* **What the exercise asks**:
Your task is to find every line of the data that holds the string "cone" and copy it.

Records from a collection:

>>>

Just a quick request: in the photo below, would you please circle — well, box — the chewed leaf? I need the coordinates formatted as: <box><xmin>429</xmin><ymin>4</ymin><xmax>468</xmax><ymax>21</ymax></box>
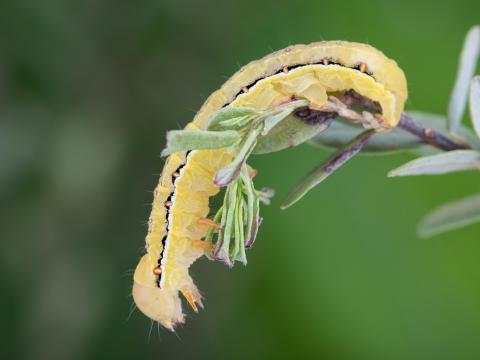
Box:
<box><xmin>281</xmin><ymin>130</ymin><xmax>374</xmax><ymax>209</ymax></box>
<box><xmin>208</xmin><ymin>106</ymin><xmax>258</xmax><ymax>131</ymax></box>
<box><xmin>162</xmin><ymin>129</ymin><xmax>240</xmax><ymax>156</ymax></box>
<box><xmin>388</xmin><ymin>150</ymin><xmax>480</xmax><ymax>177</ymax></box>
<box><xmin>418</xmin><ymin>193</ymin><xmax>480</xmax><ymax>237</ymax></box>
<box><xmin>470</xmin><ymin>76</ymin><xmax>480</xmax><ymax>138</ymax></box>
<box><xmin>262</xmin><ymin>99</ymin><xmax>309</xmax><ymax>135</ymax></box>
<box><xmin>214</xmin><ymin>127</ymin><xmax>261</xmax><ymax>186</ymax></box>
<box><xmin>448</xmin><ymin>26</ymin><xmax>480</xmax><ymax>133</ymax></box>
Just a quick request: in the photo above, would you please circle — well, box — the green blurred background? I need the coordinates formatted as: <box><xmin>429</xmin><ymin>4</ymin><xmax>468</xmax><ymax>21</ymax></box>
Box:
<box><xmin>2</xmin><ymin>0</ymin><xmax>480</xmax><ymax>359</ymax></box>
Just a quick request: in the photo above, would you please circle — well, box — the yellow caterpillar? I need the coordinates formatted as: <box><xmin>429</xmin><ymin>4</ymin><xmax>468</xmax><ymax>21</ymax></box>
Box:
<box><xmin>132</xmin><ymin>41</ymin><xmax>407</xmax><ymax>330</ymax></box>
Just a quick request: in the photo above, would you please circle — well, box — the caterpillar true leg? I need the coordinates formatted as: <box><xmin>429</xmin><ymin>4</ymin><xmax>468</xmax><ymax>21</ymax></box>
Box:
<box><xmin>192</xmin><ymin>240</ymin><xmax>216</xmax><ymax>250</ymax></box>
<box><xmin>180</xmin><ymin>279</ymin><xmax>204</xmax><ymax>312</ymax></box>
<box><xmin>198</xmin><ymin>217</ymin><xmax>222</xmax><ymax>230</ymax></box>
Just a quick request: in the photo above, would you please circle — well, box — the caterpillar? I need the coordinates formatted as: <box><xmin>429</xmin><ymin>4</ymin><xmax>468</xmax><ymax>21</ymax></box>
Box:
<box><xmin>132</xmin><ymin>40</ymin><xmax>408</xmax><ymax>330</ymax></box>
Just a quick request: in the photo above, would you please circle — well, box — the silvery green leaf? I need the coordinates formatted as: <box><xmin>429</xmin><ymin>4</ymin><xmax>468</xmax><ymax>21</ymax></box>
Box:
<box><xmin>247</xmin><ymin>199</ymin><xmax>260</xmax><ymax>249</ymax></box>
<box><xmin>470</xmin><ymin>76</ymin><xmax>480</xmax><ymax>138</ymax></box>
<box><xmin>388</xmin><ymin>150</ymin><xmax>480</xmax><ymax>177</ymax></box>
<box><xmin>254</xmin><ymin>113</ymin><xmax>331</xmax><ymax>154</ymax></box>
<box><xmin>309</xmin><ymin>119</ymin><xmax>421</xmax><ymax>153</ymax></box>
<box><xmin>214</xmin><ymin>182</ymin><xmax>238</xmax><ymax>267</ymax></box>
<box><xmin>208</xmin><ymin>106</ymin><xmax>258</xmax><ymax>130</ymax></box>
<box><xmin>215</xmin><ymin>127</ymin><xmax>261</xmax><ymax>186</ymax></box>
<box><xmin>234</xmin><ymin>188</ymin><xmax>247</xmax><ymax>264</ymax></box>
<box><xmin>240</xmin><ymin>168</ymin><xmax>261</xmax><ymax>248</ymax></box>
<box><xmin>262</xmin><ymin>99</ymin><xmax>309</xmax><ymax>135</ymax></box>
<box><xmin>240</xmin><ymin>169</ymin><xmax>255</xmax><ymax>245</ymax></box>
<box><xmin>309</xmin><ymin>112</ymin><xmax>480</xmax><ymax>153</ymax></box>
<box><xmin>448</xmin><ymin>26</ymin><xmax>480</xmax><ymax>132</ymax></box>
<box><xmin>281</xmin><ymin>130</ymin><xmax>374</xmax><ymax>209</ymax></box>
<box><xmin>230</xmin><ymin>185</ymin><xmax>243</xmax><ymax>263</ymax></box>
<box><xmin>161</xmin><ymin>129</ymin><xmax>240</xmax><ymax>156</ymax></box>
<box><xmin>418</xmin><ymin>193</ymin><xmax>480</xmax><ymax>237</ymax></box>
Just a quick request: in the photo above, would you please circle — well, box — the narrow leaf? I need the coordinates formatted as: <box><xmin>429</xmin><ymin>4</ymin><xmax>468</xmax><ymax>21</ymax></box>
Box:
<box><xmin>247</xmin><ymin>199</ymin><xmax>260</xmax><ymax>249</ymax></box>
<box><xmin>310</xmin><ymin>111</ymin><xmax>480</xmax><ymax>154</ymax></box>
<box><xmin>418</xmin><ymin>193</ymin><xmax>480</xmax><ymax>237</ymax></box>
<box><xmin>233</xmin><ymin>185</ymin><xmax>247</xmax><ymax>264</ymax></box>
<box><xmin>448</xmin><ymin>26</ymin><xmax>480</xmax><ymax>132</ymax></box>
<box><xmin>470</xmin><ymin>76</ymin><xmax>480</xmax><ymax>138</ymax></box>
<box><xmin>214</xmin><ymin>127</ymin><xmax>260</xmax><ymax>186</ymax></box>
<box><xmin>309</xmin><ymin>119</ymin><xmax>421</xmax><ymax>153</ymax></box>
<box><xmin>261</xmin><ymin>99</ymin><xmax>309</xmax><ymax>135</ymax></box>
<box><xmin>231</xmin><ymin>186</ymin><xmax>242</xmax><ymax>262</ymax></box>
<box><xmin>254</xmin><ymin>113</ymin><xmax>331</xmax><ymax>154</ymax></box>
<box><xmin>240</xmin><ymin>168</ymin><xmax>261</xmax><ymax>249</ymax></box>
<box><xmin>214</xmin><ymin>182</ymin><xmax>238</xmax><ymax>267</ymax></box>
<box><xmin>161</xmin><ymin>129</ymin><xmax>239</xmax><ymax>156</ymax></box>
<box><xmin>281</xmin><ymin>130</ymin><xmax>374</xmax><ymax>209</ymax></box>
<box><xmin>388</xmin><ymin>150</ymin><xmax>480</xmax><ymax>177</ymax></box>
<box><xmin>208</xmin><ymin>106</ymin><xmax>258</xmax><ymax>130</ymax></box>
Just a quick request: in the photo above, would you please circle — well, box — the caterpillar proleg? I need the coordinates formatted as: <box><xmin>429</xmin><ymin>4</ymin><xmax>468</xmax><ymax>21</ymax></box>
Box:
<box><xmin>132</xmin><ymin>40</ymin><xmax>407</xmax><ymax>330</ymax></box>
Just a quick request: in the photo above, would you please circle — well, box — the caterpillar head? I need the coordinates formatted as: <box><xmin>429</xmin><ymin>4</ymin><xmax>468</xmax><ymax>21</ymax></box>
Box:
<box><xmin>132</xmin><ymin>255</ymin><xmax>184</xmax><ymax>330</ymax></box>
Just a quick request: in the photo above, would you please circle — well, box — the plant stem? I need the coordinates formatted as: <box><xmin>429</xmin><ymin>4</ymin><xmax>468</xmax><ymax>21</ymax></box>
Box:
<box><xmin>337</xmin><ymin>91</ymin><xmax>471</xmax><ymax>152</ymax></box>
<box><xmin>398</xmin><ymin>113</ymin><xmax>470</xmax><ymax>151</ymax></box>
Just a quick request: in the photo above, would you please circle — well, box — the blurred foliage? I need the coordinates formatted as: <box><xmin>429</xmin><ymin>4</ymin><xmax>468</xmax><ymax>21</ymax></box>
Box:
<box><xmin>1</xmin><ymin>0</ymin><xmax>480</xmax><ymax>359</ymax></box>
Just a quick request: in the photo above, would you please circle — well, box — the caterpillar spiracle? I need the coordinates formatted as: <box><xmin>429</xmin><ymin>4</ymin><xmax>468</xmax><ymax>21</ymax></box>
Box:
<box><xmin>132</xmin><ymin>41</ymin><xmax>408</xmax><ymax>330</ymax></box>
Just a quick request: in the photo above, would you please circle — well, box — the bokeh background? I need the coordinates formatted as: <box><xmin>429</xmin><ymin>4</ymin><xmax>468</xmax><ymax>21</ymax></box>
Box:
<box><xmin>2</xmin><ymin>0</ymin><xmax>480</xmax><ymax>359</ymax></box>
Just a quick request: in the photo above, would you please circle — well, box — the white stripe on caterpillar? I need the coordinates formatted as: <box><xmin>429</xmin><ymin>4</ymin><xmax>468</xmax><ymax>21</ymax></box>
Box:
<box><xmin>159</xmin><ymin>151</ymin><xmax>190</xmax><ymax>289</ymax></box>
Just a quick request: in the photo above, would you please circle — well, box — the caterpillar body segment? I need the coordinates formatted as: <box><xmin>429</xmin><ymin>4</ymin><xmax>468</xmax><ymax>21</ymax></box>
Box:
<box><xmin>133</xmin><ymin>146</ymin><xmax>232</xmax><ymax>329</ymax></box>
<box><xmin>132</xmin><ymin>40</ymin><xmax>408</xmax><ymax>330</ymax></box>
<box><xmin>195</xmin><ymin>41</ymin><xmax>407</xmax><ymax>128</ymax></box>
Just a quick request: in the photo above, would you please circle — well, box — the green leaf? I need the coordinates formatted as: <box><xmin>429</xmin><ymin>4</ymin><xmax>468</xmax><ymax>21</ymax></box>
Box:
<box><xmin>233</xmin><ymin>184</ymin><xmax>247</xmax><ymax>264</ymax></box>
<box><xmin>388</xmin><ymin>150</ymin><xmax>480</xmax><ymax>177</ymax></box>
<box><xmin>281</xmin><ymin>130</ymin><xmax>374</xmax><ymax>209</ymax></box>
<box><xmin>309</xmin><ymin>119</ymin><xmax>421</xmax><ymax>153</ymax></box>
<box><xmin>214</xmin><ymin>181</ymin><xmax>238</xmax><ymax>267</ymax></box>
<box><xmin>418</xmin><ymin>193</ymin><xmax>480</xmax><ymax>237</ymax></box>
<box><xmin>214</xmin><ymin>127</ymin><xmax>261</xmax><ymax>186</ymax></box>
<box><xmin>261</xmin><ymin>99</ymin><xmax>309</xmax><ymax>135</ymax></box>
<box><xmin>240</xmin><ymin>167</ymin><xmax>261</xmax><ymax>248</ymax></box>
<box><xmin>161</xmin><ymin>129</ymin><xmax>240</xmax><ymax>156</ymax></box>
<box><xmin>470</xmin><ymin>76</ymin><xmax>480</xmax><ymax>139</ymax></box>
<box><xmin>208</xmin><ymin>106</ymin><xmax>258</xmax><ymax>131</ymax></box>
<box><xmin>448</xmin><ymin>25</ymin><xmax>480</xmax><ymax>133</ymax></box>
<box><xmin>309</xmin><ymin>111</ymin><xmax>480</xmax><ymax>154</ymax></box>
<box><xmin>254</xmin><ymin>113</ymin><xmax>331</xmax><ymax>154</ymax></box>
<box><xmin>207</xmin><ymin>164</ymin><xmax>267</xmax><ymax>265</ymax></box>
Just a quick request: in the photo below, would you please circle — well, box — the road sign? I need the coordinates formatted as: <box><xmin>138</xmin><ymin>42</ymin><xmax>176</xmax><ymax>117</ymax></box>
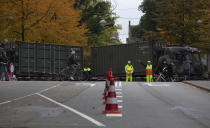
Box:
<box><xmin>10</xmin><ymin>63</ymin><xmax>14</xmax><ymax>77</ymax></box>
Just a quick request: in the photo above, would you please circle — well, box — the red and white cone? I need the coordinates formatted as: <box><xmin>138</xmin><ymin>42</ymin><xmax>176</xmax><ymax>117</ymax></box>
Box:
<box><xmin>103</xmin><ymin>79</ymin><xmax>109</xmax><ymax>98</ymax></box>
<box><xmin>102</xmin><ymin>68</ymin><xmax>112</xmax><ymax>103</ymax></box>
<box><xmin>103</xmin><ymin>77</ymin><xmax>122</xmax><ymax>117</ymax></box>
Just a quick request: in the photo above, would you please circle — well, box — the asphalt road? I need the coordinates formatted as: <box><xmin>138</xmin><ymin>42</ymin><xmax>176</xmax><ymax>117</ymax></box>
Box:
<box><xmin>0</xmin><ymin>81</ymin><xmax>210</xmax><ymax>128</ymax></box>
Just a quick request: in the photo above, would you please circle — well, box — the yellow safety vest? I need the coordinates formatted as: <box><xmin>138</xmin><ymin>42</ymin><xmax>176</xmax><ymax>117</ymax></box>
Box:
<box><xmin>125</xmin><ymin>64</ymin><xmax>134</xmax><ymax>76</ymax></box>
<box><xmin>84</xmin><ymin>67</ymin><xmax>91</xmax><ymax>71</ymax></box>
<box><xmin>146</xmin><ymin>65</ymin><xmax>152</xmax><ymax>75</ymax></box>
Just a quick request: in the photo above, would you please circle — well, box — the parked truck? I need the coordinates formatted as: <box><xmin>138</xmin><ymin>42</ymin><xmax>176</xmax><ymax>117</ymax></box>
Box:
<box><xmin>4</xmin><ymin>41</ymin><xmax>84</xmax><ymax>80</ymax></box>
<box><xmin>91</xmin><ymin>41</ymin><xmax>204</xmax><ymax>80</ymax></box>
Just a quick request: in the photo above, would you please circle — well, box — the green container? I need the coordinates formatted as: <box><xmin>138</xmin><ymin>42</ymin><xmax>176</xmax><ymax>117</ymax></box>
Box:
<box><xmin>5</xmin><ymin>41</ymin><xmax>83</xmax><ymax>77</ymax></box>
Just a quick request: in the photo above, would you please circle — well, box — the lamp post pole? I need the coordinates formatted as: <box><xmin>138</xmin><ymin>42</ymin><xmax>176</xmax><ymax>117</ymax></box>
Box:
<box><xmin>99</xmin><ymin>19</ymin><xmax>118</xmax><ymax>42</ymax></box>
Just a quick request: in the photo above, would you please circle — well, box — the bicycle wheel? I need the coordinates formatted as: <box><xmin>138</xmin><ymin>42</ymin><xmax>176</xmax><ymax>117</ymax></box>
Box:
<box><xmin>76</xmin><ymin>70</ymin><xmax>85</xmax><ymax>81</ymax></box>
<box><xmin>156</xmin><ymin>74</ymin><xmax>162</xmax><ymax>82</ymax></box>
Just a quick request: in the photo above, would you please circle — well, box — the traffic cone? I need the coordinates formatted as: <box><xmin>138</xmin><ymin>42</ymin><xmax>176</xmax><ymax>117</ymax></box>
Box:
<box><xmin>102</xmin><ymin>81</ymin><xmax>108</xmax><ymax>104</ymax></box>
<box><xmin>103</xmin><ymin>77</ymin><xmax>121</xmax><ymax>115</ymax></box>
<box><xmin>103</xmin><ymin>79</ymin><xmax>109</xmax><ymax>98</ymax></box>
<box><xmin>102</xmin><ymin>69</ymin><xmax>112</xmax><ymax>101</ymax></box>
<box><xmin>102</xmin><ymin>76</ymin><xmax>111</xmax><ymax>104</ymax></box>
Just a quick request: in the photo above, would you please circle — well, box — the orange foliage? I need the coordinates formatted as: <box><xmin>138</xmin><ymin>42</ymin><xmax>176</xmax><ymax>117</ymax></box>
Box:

<<<

* **Problem solution**:
Just a quick request: in the photo above, would you please circle — well, box — the red and white cone? I need the coordinates formatted as: <box><xmin>138</xmin><ymin>42</ymin><xmax>176</xmax><ymax>117</ymax></box>
Just a quick request: in the photo above, would you please circle — well, box — the traffic cone? I need the coordinates formatted as: <box><xmin>138</xmin><ymin>42</ymin><xmax>176</xmax><ymax>117</ymax></box>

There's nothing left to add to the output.